== Location identification entries ==
** start **

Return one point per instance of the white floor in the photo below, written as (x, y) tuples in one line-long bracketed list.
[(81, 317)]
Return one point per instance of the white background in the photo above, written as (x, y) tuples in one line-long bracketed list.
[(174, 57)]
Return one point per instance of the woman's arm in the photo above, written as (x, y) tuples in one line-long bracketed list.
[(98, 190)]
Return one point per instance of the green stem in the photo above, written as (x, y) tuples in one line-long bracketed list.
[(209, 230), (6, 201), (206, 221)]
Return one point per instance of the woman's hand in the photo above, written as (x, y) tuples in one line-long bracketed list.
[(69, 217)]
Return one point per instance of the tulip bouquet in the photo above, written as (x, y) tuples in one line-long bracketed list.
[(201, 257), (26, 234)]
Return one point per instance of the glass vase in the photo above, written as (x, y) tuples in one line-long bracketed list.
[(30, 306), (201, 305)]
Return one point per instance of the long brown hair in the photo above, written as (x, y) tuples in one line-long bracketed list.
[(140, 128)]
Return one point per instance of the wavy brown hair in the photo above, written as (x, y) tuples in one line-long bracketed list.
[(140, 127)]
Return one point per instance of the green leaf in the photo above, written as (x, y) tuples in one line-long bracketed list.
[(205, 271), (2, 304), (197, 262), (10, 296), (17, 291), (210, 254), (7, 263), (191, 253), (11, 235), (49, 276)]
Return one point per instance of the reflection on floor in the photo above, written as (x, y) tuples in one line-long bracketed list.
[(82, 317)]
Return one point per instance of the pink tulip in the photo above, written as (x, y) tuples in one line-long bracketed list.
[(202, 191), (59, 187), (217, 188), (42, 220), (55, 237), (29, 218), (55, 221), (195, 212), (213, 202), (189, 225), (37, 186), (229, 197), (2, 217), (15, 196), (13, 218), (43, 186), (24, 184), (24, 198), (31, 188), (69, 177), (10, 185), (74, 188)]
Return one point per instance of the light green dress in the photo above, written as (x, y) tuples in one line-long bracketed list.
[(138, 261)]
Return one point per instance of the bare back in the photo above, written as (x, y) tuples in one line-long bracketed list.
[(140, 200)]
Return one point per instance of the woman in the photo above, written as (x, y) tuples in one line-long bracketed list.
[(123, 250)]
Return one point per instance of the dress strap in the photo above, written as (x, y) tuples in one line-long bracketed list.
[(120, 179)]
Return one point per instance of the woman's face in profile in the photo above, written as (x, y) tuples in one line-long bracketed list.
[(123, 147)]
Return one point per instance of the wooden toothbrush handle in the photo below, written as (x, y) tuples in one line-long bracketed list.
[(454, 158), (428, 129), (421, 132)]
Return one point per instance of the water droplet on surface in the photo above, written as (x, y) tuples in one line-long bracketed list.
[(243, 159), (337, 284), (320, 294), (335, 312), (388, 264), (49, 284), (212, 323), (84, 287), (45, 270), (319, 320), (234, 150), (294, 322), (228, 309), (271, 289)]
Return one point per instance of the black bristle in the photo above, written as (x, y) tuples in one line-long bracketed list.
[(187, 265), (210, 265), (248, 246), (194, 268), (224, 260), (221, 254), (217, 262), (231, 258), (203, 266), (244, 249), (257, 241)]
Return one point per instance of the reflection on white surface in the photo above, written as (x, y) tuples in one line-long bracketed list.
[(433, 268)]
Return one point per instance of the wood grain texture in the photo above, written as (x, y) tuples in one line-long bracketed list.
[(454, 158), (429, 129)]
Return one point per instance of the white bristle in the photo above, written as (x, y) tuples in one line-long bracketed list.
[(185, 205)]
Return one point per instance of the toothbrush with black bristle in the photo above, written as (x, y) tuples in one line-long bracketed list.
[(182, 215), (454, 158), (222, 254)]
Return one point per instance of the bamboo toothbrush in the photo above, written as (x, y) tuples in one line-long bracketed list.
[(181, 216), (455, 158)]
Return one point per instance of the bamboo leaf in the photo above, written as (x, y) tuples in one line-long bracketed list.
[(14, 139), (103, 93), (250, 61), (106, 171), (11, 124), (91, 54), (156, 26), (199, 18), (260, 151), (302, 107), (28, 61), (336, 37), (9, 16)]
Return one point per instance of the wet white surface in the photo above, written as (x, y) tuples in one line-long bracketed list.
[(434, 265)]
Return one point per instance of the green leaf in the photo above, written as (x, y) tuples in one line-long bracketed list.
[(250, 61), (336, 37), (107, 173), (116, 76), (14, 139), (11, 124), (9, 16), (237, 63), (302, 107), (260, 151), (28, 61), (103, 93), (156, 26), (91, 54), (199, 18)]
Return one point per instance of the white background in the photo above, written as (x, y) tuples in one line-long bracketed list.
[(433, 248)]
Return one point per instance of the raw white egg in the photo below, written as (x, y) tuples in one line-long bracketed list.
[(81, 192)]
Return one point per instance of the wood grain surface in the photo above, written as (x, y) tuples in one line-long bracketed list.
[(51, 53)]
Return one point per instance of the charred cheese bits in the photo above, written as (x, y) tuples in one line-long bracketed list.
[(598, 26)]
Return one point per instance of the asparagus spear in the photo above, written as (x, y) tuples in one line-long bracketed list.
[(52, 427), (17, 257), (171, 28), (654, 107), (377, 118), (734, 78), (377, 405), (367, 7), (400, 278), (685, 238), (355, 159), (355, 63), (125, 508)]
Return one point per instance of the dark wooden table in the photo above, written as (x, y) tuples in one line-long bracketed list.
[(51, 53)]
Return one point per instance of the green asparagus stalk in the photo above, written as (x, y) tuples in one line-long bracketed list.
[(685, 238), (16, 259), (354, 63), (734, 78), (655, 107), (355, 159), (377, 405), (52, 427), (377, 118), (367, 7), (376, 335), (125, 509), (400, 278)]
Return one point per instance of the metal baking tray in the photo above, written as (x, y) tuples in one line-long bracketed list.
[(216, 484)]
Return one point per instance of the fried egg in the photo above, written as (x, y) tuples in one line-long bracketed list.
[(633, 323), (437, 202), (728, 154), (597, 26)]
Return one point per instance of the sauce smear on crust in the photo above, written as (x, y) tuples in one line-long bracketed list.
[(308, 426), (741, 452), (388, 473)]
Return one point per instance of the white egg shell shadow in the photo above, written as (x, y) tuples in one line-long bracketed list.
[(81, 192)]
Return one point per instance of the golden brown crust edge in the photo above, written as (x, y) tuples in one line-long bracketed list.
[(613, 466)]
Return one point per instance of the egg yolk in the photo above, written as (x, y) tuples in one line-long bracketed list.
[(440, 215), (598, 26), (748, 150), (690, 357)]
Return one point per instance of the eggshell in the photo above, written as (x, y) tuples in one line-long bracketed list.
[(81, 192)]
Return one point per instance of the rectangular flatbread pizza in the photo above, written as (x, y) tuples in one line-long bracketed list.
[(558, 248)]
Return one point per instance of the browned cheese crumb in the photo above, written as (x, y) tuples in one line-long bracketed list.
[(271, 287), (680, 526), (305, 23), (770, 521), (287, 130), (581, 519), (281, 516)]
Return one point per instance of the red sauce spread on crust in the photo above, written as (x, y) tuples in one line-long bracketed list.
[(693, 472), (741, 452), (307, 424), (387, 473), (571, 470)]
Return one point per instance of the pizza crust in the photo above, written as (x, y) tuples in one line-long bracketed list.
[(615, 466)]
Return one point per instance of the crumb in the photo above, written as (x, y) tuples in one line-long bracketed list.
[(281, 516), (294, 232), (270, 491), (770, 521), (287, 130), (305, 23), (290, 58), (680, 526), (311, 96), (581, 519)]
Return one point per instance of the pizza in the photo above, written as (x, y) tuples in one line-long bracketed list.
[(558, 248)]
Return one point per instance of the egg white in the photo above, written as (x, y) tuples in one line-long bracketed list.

** end **

== WHAT THIS TASK INVOLVES ==
Copy the rows word for word, beginning at the first row and ending after the line that contains "[(138, 261)]".

== TASK SOLUTION ==
Return one point per instance of the white floor in the photo below, written as (x, y) tuples in one line-long bracketed list.
[(81, 317)]
Return one point per instance of the white background in the photo above, written as (x, y) tuples in one line-long bracketed list.
[(174, 57)]
Return one point per instance of the woman's arm in the photo above, written as (x, y) tuples in one line-long bracketed list.
[(98, 190)]
Return one point per instance of the green stem in the photo above, written as (x, y) tuples in one line-long bracketed list.
[(209, 230), (6, 201), (206, 221)]
Return one point per instance of the woman's hand in the photo above, written as (x, y) tuples in one line-long bracketed list.
[(69, 217)]
Return one point per instance of the tulip bouquet in the photo above, written as (x, y) tuples in one line-long bracketed list.
[(201, 257), (26, 234)]
Return one point per instance of the glass vase in the photo above, written as (x, y) tuples in one line-long bracketed list.
[(30, 306), (201, 305)]
Return one point per instance of the long brown hair in the photo above, written as (x, y) tuples in one line-long bracketed list.
[(140, 128)]
Return one point per instance of the wavy brown hair in the photo above, written as (x, y) tuples in one line-long bracketed list.
[(140, 127)]
Return one point per instance of the green leaf in the photo above, written as (x, y) tuples in one line-long bracketed list.
[(205, 271), (2, 304), (197, 262), (10, 296), (17, 291), (210, 254), (7, 263), (191, 253), (11, 235), (49, 276)]
Return one point per instance of the reflection on floor in the photo above, written as (x, y) tuples in one line-long bracketed list.
[(82, 317)]
Return one point per instance of the pink tulip in the photo above, written as (x, y) tuples in one line-long bracketed list.
[(202, 191), (59, 187), (217, 188), (42, 220), (55, 237), (29, 218), (55, 221), (195, 212), (213, 202), (189, 225), (37, 186), (229, 197), (2, 217), (15, 196), (13, 218), (43, 186), (24, 184), (24, 198), (31, 188), (69, 177), (10, 185), (74, 188)]
Return one point per instance of the light green dress in the photo above, written as (x, y) tuples in one line-long bracketed list.
[(138, 261)]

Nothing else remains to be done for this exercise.